Written request ▸ Copy every one of the items below word for word, omitting the pictures from your answer.

:: Material for this exercise ::

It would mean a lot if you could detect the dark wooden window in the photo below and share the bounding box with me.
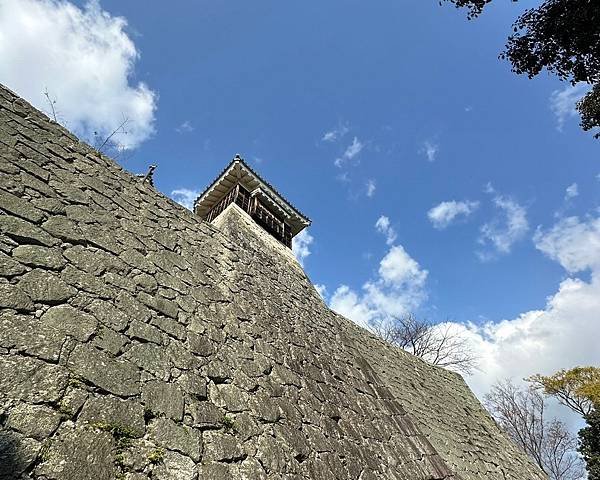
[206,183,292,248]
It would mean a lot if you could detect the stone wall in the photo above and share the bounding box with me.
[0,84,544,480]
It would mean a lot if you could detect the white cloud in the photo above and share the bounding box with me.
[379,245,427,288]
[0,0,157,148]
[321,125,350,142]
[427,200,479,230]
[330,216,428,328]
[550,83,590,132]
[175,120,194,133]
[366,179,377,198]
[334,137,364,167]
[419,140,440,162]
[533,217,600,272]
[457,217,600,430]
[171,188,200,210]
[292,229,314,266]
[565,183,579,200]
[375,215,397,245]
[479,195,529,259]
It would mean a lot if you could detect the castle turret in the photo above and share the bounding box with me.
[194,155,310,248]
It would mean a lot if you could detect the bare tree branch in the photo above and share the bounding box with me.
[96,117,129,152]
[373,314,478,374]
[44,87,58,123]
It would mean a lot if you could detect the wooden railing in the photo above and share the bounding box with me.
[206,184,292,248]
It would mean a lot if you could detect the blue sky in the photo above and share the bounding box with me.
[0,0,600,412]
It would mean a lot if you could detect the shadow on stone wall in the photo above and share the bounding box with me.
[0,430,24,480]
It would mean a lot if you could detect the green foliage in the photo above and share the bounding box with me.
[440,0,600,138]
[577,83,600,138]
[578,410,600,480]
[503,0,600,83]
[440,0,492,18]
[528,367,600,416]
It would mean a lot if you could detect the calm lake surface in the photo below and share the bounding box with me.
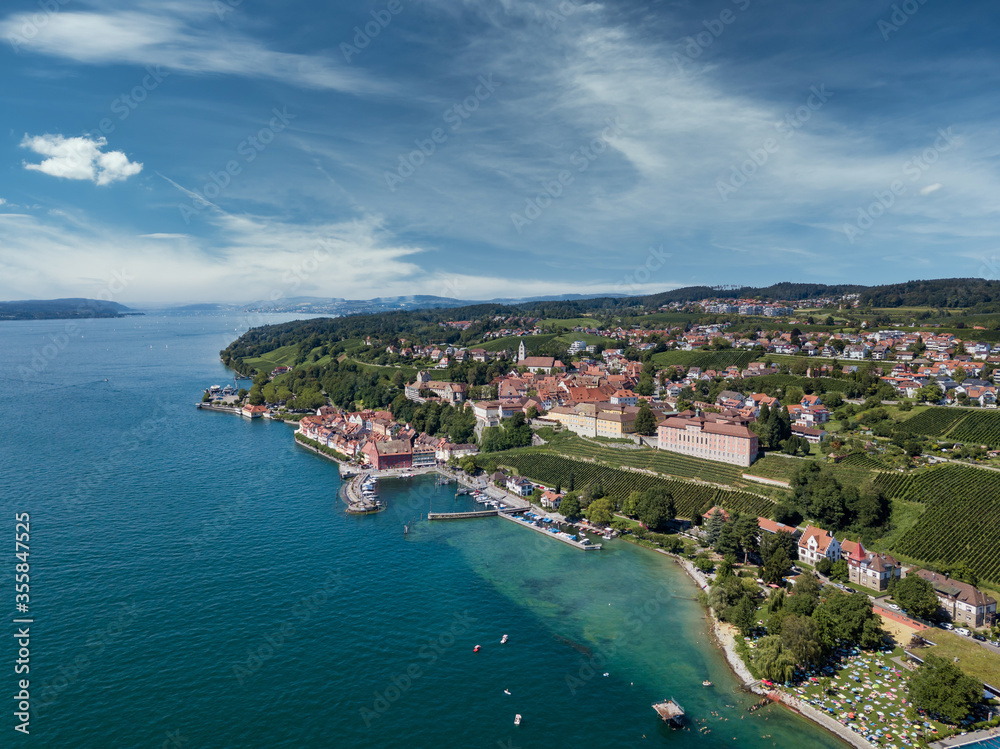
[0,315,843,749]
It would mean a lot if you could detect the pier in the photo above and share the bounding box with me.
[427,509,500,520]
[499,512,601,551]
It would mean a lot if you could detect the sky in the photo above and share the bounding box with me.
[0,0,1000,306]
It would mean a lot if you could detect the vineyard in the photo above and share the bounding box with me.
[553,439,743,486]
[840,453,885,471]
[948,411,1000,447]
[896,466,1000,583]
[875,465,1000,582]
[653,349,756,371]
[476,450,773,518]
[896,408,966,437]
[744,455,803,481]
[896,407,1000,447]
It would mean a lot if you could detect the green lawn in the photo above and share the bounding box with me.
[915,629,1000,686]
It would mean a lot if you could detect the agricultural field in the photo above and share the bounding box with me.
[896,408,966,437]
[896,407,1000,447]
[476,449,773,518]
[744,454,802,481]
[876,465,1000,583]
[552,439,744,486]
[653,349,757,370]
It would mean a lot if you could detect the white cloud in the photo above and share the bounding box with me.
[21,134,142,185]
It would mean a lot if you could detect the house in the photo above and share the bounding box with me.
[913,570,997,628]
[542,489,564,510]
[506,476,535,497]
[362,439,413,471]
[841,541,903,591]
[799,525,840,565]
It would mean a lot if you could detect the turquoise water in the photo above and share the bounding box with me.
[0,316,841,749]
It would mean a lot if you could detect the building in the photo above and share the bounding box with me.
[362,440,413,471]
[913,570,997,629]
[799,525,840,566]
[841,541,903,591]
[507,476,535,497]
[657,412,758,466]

:::

Completed exercise ▸
It would mean a lot if you could detect the dark wooden window in the photo below and share the bounding box with me.
[206,183,292,248]
It would mean a lot if you could detect the stone wall in the photo above and share the bounding box with me.
[0,84,544,480]
It would mean a lot if you could detect the white cloud in the photo above and share the bounding box with me.
[379,245,427,288]
[0,0,157,148]
[321,125,350,142]
[427,200,479,230]
[330,216,428,328]
[550,83,590,132]
[175,120,194,133]
[366,179,377,198]
[334,137,364,167]
[419,140,440,162]
[533,217,600,272]
[457,217,600,430]
[171,188,200,210]
[292,229,314,266]
[565,183,579,200]
[375,215,397,245]
[479,195,529,259]
It would mean a lot if you could detect the castle turret in the photo above and share the bounding box with me.
[194,155,310,248]
It would mean a lot if you could detect the bare tree branch in the photo above and share the bounding box with me.
[96,117,129,152]
[373,314,478,374]
[44,87,58,123]
It would mean a lot if you could detect the wooden railing in the photo above and share the bounding box with me.
[206,184,292,248]
It would mean a lot if you could detect the blue sky in the photo above and share the bounding box with me.
[0,0,600,412]
It would mean a lot if you could detect the shadow on stone wall in the photo above and share the bounding box with me.
[0,430,24,480]
It would mean a lot if you could detect the green foliage in the photo above and share the bounding box with me.
[440,0,600,138]
[577,83,600,138]
[578,410,600,480]
[503,0,600,83]
[440,0,492,18]
[528,367,600,416]
It would mean a lot if you could detect the calm lake surface in the photo below and share the bounding box with me.
[0,315,843,749]
It would mean a lot if you could detect the pier in the photo above and share the bounding box with me.
[427,509,500,520]
[499,512,601,551]
It would mean a lot if you could detect the sky in the photo above and share the bounding box with me.
[0,0,1000,306]
It would mean a lot if you could detect the vineyard in the photo above and share the bounding box with me.
[553,439,743,486]
[840,453,885,471]
[948,411,1000,447]
[896,466,1000,583]
[875,465,1000,582]
[653,349,756,371]
[476,450,773,518]
[896,408,966,437]
[744,455,803,481]
[896,407,1000,447]
It would mean a lot if you could detect the green lawn in the photo above and share the bounding box with me.
[915,629,1000,686]
It would mean a lot if you could detect the agricultural field in the photo above and share the bounding box with me.
[896,408,966,437]
[896,407,1000,447]
[476,449,773,518]
[744,454,802,481]
[876,465,1000,583]
[552,439,744,486]
[653,349,757,370]
It would mean a lot if you could detect the white cloud in the photo above and share the bounding box with me.
[21,134,142,185]
It would mean a lot if you could detect the house in the photo above and share the bounding box with me.
[913,570,997,628]
[542,489,564,510]
[506,476,535,497]
[362,439,413,471]
[841,541,903,591]
[799,525,840,565]
It would mean a lot if you could detect the turquoise water in the photo above and share the bounding box with me.
[0,316,841,749]
It would mean a lot if you could detect the building in the photo above and share the bounding box with me.
[362,440,413,471]
[913,570,997,629]
[799,525,840,566]
[841,541,903,591]
[507,476,535,497]
[657,412,758,466]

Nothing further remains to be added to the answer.